-- DATA FOR PROCESSING --

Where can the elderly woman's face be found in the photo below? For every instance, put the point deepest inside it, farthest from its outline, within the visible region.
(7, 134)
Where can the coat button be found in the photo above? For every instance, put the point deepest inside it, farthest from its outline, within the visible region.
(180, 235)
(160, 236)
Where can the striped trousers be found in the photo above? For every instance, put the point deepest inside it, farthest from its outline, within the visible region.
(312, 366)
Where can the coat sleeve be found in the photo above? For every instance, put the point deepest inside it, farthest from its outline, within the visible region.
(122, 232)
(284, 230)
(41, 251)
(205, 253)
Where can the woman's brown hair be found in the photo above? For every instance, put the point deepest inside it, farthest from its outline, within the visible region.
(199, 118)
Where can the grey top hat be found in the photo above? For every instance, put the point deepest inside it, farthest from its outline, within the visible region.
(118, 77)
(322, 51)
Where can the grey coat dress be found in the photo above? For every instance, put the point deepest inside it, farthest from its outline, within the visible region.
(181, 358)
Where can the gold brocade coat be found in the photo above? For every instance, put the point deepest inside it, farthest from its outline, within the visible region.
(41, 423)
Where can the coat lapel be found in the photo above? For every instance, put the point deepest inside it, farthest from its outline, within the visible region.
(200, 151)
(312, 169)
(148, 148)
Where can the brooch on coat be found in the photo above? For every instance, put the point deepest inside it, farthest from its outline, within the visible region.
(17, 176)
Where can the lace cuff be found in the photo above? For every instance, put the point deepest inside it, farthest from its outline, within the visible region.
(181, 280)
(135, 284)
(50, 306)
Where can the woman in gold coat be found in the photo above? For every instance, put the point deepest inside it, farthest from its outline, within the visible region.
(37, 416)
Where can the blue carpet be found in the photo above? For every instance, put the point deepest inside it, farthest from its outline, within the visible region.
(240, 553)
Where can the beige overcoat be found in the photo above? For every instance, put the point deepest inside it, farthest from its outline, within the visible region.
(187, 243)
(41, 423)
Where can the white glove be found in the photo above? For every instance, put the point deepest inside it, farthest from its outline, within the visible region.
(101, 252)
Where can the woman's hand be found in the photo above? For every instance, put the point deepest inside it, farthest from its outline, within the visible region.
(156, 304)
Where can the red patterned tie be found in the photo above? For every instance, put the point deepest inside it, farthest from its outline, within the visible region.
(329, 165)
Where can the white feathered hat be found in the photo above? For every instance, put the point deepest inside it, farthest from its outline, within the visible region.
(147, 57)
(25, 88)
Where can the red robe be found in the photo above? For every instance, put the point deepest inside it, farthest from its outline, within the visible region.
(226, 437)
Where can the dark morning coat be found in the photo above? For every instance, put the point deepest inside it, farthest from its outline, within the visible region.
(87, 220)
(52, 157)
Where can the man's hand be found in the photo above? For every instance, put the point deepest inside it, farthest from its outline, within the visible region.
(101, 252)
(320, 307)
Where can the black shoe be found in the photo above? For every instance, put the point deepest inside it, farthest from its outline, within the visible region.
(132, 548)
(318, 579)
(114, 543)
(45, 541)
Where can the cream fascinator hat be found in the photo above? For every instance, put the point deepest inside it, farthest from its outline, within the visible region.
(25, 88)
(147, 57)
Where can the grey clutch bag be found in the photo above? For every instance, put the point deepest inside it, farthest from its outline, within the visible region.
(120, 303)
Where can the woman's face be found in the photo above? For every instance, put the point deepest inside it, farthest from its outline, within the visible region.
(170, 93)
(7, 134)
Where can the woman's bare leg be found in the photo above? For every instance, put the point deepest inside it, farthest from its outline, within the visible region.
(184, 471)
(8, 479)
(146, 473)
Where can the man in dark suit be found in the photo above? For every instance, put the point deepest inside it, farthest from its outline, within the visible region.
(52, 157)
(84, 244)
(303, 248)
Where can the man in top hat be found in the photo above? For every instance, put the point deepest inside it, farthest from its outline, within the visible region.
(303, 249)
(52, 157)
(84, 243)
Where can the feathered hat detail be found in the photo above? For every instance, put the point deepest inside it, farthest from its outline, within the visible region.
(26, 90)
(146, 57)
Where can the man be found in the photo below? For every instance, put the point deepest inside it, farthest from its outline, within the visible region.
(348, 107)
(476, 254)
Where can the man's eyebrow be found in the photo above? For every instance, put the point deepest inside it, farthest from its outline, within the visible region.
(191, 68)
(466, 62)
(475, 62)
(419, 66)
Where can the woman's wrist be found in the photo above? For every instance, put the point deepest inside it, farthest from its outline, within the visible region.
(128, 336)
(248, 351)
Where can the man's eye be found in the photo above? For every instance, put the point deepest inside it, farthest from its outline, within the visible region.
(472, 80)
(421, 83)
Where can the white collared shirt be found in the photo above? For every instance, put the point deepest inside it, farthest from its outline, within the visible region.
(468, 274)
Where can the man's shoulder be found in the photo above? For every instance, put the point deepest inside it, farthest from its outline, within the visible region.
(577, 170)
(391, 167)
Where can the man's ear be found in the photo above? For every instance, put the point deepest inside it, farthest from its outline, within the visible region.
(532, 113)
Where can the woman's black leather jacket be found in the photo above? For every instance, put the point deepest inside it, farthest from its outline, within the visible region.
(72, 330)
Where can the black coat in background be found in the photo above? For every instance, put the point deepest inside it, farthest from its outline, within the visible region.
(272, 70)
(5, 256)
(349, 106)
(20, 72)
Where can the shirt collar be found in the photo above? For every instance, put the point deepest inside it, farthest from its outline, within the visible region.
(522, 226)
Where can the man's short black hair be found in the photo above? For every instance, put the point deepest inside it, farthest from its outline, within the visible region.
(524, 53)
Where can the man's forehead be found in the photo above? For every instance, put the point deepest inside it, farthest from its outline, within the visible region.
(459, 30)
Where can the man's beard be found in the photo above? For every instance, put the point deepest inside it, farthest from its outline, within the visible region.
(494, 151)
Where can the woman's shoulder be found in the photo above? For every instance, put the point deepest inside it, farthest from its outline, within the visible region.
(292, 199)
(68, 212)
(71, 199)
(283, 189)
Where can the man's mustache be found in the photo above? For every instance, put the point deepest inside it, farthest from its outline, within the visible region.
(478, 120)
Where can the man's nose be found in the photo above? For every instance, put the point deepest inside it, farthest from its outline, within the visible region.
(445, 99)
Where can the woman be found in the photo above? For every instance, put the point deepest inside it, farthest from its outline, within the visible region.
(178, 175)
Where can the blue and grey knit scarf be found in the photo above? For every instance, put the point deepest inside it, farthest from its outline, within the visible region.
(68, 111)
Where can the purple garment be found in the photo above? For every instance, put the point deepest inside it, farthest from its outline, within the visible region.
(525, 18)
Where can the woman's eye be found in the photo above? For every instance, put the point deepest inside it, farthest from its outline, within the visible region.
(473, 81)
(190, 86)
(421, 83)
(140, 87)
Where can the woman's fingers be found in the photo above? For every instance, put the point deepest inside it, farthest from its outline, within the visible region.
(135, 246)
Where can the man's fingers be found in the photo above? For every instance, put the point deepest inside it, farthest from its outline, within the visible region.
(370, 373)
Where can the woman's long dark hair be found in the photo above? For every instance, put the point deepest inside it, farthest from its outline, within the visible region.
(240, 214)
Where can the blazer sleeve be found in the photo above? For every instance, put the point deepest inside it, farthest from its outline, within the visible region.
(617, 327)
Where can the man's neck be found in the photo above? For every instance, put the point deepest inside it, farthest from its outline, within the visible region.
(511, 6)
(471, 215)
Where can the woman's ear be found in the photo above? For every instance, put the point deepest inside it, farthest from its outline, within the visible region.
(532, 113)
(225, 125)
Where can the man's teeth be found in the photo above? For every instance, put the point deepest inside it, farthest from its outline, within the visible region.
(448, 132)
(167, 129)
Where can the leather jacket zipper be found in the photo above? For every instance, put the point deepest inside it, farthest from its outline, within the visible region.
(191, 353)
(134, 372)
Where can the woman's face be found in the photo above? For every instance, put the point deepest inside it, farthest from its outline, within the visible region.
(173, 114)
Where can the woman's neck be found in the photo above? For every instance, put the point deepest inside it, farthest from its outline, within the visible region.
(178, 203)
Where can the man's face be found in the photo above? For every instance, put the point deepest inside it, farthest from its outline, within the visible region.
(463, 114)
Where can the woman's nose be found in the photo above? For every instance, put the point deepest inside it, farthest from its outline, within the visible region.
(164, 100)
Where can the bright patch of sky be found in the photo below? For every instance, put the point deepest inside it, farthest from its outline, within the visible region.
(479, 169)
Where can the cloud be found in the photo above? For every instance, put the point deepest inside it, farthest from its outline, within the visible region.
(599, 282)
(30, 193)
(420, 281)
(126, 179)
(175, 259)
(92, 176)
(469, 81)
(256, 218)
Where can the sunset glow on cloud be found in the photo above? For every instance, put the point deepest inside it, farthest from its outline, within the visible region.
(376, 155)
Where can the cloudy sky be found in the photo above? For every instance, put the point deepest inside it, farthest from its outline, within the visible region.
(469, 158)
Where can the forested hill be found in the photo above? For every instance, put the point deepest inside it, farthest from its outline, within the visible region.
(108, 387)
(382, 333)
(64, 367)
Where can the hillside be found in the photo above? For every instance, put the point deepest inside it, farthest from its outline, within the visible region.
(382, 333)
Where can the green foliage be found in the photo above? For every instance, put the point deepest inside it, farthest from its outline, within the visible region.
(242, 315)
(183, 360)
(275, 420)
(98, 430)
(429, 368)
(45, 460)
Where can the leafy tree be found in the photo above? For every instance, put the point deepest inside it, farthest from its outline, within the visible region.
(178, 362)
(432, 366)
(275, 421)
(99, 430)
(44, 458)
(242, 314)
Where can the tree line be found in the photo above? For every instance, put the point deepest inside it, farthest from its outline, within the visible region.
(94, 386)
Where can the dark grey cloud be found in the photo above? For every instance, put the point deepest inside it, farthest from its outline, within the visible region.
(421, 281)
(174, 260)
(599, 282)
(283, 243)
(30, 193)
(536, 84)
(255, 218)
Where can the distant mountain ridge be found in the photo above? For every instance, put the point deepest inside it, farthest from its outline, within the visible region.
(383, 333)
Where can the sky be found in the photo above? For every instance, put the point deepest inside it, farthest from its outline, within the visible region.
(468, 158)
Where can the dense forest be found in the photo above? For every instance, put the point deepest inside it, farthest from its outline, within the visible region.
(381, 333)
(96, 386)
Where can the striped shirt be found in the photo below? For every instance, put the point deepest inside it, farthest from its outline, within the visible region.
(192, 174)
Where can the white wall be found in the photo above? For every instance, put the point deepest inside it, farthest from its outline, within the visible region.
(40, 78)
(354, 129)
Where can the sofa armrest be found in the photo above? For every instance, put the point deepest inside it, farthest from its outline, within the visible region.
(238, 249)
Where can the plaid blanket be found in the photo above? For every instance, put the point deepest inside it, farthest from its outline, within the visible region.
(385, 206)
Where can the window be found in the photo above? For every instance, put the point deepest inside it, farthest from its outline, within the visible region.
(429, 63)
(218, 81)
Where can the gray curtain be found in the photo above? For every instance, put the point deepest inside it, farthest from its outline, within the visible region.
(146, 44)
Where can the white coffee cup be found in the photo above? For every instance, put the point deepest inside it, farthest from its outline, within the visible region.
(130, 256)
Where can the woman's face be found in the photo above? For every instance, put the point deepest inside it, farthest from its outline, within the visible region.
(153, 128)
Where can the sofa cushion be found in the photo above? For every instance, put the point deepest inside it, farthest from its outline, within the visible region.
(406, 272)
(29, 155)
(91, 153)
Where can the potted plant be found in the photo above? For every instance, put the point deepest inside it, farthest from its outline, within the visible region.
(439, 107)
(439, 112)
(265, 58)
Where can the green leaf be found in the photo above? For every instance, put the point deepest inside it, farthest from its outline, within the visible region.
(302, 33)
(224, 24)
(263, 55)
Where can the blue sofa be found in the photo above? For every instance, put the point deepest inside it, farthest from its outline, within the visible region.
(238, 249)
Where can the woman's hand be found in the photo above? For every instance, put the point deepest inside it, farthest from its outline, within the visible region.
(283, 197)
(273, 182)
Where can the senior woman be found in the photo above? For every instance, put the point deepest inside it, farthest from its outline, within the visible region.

-- EXERCISE AIM --
Set down, word for word, only the lines running from the line with "Where can the blue sofa" to the last line of the listing above. Both of those lines belong in your answer.

-- EXERCISE RESULT --
Where can the blue sofa be found in the photo above? For every instance, put the point deepest inside it, farthest from its outline, within the visible region.
(238, 249)
Where can the woman's hand be found in the photo above? For every instance, put the point deepest inside it, farthest from its outline, within the visible region.
(283, 197)
(273, 182)
Where can the senior woman be found in the photo above? For every instance, put the point deepest inside it, farthest from its outline, within the visible region.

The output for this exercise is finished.